* Seite:

Platon entwirft einen idealen Staat. Am Dialog sind keine Politiker mit viel Praxiserfahrung beteiligt. Die Verwirklichung des Staatsentwurfes wird als sehr schwierig (das Zusammenfallen von Herrschaft und philosophischer Weisheit ist sehr schwierig zu erreichen ist und bedarf einer göttlichen Fügung), aber nicht unmöglich beurteilt. Bei Cicero sind am Dialog römische Politiker mit viel praktischer Erfahrung beteiligt. Mit dem römischen Staat besteht ein guter Staat in der Wirklichkeit.

  • Verfassungsschema (idaler Staat in zwei Arten äußerer Verfassung und vier Verfallsformen – sechs Verfassungen sowie eine bevorzugte Mischverfassung):

Bei Platon, Politeia ist der ideale Staat eine Monarchie oder Aristokratie. Als Verfallsformen werden Timokratie, Oligarchie, Demokratie und Tyannis behandelt. Die äußeren Verfassungen haben weniger Bedeutung als bei Cicero, De re publica. Bei Cicero werden sechs Verfassungen, nämlich jeweils 3 gute (Königtum, Aristokratie, gemäßigte Demokratie) und 3 schlechte Arten (Tyrannis, Oligarchie, Demokratie ohne Gesetzesbindung), und die Mischverfassung behandelt. Die Mischverfassung bekommt den Vorzug. Der römische Staat hat sich zu einer Mischverfassung entwickelt.

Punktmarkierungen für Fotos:
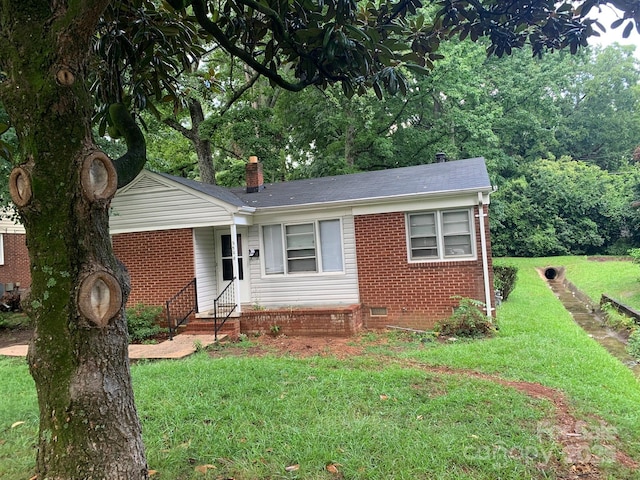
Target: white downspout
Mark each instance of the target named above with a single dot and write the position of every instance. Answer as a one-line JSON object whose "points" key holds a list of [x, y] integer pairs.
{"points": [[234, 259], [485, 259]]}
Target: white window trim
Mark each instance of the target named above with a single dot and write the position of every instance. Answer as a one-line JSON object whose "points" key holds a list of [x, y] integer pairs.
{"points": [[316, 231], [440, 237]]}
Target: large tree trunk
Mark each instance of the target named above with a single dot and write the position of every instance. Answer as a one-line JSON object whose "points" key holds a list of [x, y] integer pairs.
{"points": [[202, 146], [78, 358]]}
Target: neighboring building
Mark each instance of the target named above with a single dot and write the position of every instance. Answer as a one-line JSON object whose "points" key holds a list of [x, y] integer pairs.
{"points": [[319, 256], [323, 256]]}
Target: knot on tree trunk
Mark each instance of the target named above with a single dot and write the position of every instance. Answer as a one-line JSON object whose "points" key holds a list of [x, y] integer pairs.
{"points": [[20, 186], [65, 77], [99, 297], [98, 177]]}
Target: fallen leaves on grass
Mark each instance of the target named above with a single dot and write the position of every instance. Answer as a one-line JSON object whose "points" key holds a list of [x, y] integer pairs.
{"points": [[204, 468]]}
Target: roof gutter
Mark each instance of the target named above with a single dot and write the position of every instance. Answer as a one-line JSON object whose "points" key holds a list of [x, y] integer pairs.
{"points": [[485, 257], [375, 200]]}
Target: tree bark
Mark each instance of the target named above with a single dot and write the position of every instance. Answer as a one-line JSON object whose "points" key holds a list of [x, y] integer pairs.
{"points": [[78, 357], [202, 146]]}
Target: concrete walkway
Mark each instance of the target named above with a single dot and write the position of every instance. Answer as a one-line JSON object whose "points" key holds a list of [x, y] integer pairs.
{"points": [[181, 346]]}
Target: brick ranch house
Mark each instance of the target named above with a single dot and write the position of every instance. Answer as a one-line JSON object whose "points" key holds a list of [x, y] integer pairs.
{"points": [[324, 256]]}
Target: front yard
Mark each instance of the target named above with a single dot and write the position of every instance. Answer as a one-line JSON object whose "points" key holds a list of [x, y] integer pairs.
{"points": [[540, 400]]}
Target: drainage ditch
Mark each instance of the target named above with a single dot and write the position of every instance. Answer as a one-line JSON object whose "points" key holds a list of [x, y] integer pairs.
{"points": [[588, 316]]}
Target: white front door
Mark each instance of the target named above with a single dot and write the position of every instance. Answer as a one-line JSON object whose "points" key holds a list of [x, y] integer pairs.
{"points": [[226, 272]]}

* Aufgaben:
1. Welche Verfassung erhält laut dem Text zu Platon und Cicero bei Cicero den Vorzug?
2. Entnimm dem Text zu Platon und Cicero wörtlich die Stelle von „Platon entwirft einen“ bis einschließlich „in der Wirklichkeit.“.
3. Prüfe anhand des Textes zu Platon und Cicero, ob die folgenden Aussagen zutreffen, und belege jede Antwort mit einem wörtlichen Zitat.
(a) Bei Platon nehmen Politiker mit viel Praxiserfahrung am Dialog teil.
(b) Bei Cicero zählt die gemäßigte Demokratie zu den guten Verfassungen.
(c) Bei Platon wird die Verwirklichung des Staatsentwurfes als unmöglich beurteilt.

* Lösungen:
1. Die Mischverfassung.

2.
Platon entwirft einen idealen Staat. Am Dialog sind keine Politiker mit viel Praxiserfahrung beteiligt. Die Verwirklichung des Staatsentwurfes wird als sehr schwierig (das Zusammenfallen von Herrschaft und philosophischer Weisheit ist sehr schwierig zu erreichen ist und bedarf einer göttlichen Fügung), aber nicht unmöglich beurteilt. Bei Cicero sind am Dialog römische Politiker mit viel praktischer Erfahrung beteiligt. Mit dem römischen Staat besteht ein guter Staat in der Wirklichkeit.

3.
(a) Nein: „Am Dialog sind keine Politiker mit viel Praxiserfahrung beteiligt.“
(b) Ja: „3 gute (Königtum, Aristokratie, gemäßigte Demokratie)“
(c) Nein: „aber nicht unmöglich beurteilt“